>> BEGIN

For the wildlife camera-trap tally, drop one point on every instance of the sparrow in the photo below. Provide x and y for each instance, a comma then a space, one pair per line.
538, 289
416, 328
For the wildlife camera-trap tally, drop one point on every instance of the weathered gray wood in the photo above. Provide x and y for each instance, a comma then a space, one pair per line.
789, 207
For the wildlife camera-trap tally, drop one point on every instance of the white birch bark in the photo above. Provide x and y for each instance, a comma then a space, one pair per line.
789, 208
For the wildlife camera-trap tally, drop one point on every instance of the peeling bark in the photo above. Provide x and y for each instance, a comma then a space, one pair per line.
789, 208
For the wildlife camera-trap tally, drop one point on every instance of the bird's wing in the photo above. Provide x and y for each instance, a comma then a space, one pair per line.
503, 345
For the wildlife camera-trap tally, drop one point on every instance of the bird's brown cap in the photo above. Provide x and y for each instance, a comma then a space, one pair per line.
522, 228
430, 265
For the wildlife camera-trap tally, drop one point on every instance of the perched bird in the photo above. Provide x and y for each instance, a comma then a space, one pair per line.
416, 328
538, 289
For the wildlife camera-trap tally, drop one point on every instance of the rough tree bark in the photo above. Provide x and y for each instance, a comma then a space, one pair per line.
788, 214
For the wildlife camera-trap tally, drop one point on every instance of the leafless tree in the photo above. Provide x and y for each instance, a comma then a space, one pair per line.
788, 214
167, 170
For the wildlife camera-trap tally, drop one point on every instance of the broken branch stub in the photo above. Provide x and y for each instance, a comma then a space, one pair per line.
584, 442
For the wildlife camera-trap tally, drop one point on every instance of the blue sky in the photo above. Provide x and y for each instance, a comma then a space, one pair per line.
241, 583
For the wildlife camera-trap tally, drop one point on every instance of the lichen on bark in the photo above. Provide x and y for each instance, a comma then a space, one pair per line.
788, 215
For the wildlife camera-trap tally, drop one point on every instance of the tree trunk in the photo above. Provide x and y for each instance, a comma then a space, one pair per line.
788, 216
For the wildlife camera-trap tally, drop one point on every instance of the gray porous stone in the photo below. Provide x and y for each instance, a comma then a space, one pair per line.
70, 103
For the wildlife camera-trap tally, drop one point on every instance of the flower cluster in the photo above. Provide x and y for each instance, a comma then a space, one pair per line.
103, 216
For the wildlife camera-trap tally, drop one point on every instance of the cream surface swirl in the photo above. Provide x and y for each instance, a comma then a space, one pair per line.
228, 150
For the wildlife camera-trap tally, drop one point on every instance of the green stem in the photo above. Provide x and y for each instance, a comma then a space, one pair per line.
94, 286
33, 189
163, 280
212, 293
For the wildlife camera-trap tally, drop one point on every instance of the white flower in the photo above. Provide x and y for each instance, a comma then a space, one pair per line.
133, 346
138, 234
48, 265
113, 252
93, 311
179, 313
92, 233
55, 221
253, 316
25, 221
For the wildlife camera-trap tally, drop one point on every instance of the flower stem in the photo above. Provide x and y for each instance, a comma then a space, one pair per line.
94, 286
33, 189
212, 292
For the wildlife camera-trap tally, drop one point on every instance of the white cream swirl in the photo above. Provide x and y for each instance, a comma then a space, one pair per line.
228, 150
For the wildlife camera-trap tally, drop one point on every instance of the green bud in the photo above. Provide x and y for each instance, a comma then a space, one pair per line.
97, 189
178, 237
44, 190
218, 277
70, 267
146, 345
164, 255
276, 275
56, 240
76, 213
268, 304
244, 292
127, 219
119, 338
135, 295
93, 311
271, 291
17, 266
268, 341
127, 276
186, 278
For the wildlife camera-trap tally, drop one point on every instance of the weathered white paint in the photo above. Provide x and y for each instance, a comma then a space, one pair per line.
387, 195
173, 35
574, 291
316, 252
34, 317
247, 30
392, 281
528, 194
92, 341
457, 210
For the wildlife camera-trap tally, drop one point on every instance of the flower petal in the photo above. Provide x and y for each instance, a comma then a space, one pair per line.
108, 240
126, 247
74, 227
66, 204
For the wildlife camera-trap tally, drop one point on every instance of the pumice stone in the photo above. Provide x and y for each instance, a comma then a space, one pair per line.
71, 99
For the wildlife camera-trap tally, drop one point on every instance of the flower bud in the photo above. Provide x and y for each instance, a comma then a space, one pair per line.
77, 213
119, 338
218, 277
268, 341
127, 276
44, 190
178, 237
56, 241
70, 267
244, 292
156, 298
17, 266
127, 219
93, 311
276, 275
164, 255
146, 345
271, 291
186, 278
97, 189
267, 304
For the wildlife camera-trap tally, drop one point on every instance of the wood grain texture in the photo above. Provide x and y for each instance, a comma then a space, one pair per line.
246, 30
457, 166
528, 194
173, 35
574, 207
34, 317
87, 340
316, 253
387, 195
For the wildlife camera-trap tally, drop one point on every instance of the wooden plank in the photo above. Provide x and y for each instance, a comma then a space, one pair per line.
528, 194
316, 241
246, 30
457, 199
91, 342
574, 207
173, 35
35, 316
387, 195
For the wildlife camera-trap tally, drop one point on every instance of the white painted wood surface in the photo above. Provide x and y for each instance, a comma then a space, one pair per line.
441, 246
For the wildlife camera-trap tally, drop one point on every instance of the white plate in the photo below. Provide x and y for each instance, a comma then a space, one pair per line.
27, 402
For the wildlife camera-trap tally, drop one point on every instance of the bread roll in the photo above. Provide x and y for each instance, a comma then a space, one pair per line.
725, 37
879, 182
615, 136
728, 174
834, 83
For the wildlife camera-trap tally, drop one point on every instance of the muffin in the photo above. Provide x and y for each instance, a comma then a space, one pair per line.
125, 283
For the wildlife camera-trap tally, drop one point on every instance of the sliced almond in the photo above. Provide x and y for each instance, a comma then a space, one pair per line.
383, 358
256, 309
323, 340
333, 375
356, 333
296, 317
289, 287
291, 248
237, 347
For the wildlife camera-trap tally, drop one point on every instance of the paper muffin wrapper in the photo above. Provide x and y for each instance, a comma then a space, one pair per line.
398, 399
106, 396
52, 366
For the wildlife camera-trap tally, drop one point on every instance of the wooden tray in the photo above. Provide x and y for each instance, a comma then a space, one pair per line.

>> END

CHALLENGE:
Rewrite the listing above as a Markdown table with the columns "Row" and "Listing line," one row per line with the row number in the first column, and leave out blank lines.

REPLY:
| Row | Listing line |
|---|---|
| 1 | For the wildlife camera-trap tally, drop one point on every instance of the sparrow in the photo below. Provide x and y for each instance, a comma then a space, one pair per line. |
| 2 | 538, 289 |
| 3 | 416, 328 |
| 4 | For the wildlife camera-trap tally, drop one point on every instance of the weathered gray wood in the photo above. Provide x and y for each instance, a comma then a space, one pair per line. |
| 5 | 789, 207 |
| 6 | For the wildlife camera-trap tally, drop one point on every instance of the white birch bark in the photo above. Provide x and y for each instance, a comma then a space, one pair per line. |
| 7 | 789, 208 |
| 8 | For the wildlife camera-trap tally, drop one point on every instance of the peeling bark in the photo above. Provide x and y for each instance, a comma then a space, one pair per line. |
| 9 | 789, 208 |
| 10 | For the wildlife camera-trap tally, drop one point on every instance of the bird's wing in the photo above. Provide x and y for each instance, a comma then a space, one pair per line. |
| 11 | 503, 345 |
| 12 | For the wildlife camera-trap tally, drop one point on every instance of the bird's brown cap in the photo above. Provide x and y for each instance, a comma then a space, one pair per line. |
| 13 | 522, 228 |
| 14 | 430, 265 |
| 15 | For the wildlife camera-trap tally, drop one point on every instance of the perched bird in the photo above. Provide x and y for each instance, a comma then a space, one pair per line. |
| 16 | 416, 328 |
| 17 | 538, 289 |
| 18 | For the wildlife camera-trap tally, drop one point on every instance of the rough tree bark in the photo above. Provide x and y for each instance, a comma then a space, one pair per line. |
| 19 | 788, 214 |
| 20 | For the wildlife camera-trap tally, drop one point on every instance of the leafless tree in the photo above. Provide x and y for each instance, a comma then a space, one pair per line. |
| 21 | 788, 214 |
| 22 | 167, 170 |
| 23 | For the wildlife camera-trap tally, drop one point on every instance of the broken branch stub in the photo above. Provide x and y for each instance, a comma then a space, one pair per line. |
| 24 | 584, 442 |
| 25 | For the wildlife camera-trap tally, drop one point on every instance of the blue sky in the photo above. Provide x and y for each instance, a comma then a space, one pair per line. |
| 26 | 241, 583 |
| 27 | For the wildlife camera-trap tally, drop one point on every instance of the lichen on bark in the photo above. Provide x and y for each instance, a comma then a space, one pair per line. |
| 28 | 788, 215 |
| 29 | For the wildlife camera-trap tally, drop one point on every instance of the tree trunk in the photo above. Provide x and y for each instance, a comma then a space, one pair per line. |
| 30 | 788, 216 |
| 31 | For the wildlife camera-trap tally, drop one point on every instance of the gray porous stone in the photo below. Provide x and y for each instance, a comma then a space, one pair per line. |
| 32 | 70, 103 |
| 33 | For the wildlife camera-trap tally, drop one point on every instance of the flower cluster in the photo above. Provide x and y for each instance, a comma then a space, one pair per line. |
| 34 | 103, 216 |
| 35 | For the wildlife camera-trap tally, drop one point on every instance of the cream surface swirl in the photo above. Provide x and y for each instance, a comma then a space, one pair per line. |
| 36 | 228, 150 |
| 37 | For the wildlife camera-trap tally, drop one point on every instance of the green stem in the photo above. Provide x and y for each instance, a comma then a space, one pair per line. |
| 38 | 94, 286 |
| 39 | 33, 189 |
| 40 | 163, 280 |
| 41 | 212, 293 |
| 42 | For the wildlife camera-trap tally, drop one point on every instance of the white flower in the photo above. Provide x and y for each instance, a comma then a space, one pair per line. |
| 43 | 133, 346 |
| 44 | 138, 234 |
| 45 | 48, 265 |
| 46 | 113, 252 |
| 47 | 93, 311 |
| 48 | 179, 313 |
| 49 | 92, 233 |
| 50 | 55, 221 |
| 51 | 253, 316 |
| 52 | 25, 221 |
| 53 | For the wildlife camera-trap tally, drop one point on every instance of the flower stem in the photo above. Provide x and y for each instance, a comma then a space, one pair per line. |
| 54 | 94, 286 |
| 55 | 33, 189 |
| 56 | 212, 292 |
| 57 | For the wildlife camera-trap tally, drop one point on every instance of the white cream swirl in the photo above. Provide x and y for each instance, a comma then a space, one pair per line. |
| 58 | 228, 150 |
| 59 | For the wildlife camera-trap tally, drop one point on every instance of the green bud in the photo above. Provide x and y for each instance, a comma then a space, one pair per line. |
| 60 | 97, 189 |
| 61 | 178, 237 |
| 62 | 44, 190 |
| 63 | 218, 277 |
| 64 | 70, 267 |
| 65 | 146, 345 |
| 66 | 164, 255 |
| 67 | 276, 275 |
| 68 | 56, 240 |
| 69 | 76, 213 |
| 70 | 268, 304 |
| 71 | 244, 292 |
| 72 | 127, 219 |
| 73 | 119, 338 |
| 74 | 135, 295 |
| 75 | 93, 311 |
| 76 | 271, 291 |
| 77 | 17, 266 |
| 78 | 268, 341 |
| 79 | 127, 276 |
| 80 | 186, 278 |
| 81 | For the wildlife camera-trap tally, drop one point on every instance of the weathered white paint in the photo above. Provide x and y for each instance, a comma then a space, one pair per line. |
| 82 | 387, 195 |
| 83 | 173, 35 |
| 84 | 574, 291 |
| 85 | 316, 252 |
| 86 | 34, 317 |
| 87 | 247, 30 |
| 88 | 392, 281 |
| 89 | 528, 194 |
| 90 | 92, 341 |
| 91 | 457, 210 |
| 92 | For the wildlife camera-trap tally, drop one point on every instance of the flower petal in the photo above. Provide x and y for each instance, a comma then a space, one pair per line. |
| 93 | 108, 240 |
| 94 | 126, 247 |
| 95 | 74, 227 |
| 96 | 66, 204 |
| 97 | For the wildlife camera-trap tally, drop one point on every instance of the pumice stone in the photo above. Provide x and y for each instance, a comma then a space, one pair per line. |
| 98 | 71, 99 |
| 99 | For the wildlife camera-trap tally, drop one point on every instance of the flower bud in the photo above. Provide x and y for each instance, a comma then a space, one pair per line. |
| 100 | 77, 213 |
| 101 | 119, 338 |
| 102 | 218, 277 |
| 103 | 268, 341 |
| 104 | 127, 276 |
| 105 | 44, 190 |
| 106 | 178, 237 |
| 107 | 56, 241 |
| 108 | 70, 267 |
| 109 | 244, 292 |
| 110 | 156, 298 |
| 111 | 17, 266 |
| 112 | 127, 219 |
| 113 | 93, 311 |
| 114 | 276, 275 |
| 115 | 164, 255 |
| 116 | 146, 345 |
| 117 | 271, 291 |
| 118 | 186, 278 |
| 119 | 97, 189 |
| 120 | 267, 304 |
| 121 | For the wildlife camera-trap tally, drop one point on every instance of the wood grain texture in the photo above. Provide x and y for each instance, a comma then a space, one pair per line. |
| 122 | 246, 30 |
| 123 | 457, 166 |
| 124 | 528, 194 |
| 125 | 173, 35 |
| 126 | 574, 207 |
| 127 | 34, 317 |
| 128 | 87, 340 |
| 129 | 316, 253 |
| 130 | 387, 195 |
| 131 | For the wildlife camera-trap tally, drop one point on every instance of the wooden plank in the photo above. Provide x and y for each instance, a comma then a space, one pair per line. |
| 132 | 528, 194 |
| 133 | 316, 241 |
| 134 | 246, 30 |
| 135 | 457, 199 |
| 136 | 91, 342 |
| 137 | 574, 207 |
| 138 | 173, 35 |
| 139 | 35, 316 |
| 140 | 387, 195 |
| 141 | For the wildlife camera-trap tally, drop one point on every instance of the white painted wood surface in the photo above. Provide x and y for each instance, a comma then a space, one pair per line. |
| 142 | 441, 246 |
| 143 | For the wildlife camera-trap tally, drop one point on every instance of the white plate in the photo below. Provide x and y for each instance, a comma then a space, one pair per line. |
| 144 | 27, 402 |
| 145 | For the wildlife camera-trap tally, drop one point on every instance of the bread roll in the photo above. Provide x and y for each instance, a comma then a space, one pair per line. |
| 146 | 725, 37 |
| 147 | 879, 182 |
| 148 | 615, 136 |
| 149 | 728, 174 |
| 150 | 834, 83 |
| 151 | For the wildlife camera-trap tally, drop one point on every instance of the muffin in the photo above. Provide x and y for each instance, a comma then a space, one pair per line. |
| 152 | 125, 283 |
| 153 | For the wildlife camera-trap tally, drop one point on every instance of the sliced almond in the photo above. Provide x and y for each instance, a comma then a space, one pair per line. |
| 154 | 383, 358 |
| 155 | 256, 309 |
| 156 | 323, 340 |
| 157 | 333, 375 |
| 158 | 356, 333 |
| 159 | 296, 317 |
| 160 | 289, 287 |
| 161 | 291, 248 |
| 162 | 237, 347 |
| 163 | For the wildlife camera-trap tally, drop one point on every instance of the paper muffin wrapper in the photo above. Provide x and y for each instance, a comma then a space, one pair per line. |
| 164 | 398, 399 |
| 165 | 106, 396 |
| 166 | 52, 366 |
| 167 | For the wildlife camera-trap tally, drop one point on every instance of the wooden tray in the photo above. Provide x and y for each instance, a comma then a space, one pair per line. |